**Provided material**.
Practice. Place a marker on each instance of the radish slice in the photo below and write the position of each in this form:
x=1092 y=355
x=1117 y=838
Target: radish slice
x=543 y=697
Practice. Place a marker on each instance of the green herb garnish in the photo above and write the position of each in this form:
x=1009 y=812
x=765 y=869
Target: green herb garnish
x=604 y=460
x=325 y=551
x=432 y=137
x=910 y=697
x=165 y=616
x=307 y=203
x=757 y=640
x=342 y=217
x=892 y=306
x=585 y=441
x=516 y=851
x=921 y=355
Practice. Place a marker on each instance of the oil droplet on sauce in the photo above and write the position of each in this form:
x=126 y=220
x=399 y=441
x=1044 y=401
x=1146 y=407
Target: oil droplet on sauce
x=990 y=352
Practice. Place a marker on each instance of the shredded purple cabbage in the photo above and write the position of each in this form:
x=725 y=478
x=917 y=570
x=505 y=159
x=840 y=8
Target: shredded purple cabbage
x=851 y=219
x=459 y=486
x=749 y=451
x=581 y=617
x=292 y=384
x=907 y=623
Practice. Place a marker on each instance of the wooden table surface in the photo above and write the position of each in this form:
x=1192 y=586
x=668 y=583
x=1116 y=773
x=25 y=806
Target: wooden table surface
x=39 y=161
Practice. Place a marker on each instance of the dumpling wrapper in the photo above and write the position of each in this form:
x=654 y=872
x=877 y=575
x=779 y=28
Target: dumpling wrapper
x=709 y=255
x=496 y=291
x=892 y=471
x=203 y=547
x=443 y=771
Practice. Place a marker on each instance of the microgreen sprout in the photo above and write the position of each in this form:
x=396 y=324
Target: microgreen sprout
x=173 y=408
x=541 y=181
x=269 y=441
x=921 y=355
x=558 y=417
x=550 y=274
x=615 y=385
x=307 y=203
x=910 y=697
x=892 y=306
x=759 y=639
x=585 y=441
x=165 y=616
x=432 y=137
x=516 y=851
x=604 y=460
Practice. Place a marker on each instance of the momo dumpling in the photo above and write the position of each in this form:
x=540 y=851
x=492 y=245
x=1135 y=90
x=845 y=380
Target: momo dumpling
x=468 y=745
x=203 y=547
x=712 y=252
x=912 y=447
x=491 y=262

**What is required**.
Quote the records from their first line to the line with "Practice. Place a marker on each instance of the oil", inclusive, without adding or dropping anything.

**Task response**.
Practice. Place a marker on each instance of the radish slice in the photo below and write the position of each in this form:
x=1092 y=355
x=1117 y=838
Target: radish slice
x=543 y=697
Practice. Place a marker on each instance of the green herb garnish in the photo above and write the position of each in this form:
x=1009 y=812
x=765 y=869
Target: green herb garnish
x=604 y=460
x=325 y=551
x=432 y=137
x=910 y=697
x=165 y=616
x=307 y=203
x=757 y=640
x=342 y=217
x=892 y=306
x=585 y=441
x=516 y=851
x=921 y=355
Practice. Place a marker on each instance of the oil droplet on sauce in the photo above and write the position of each in this form:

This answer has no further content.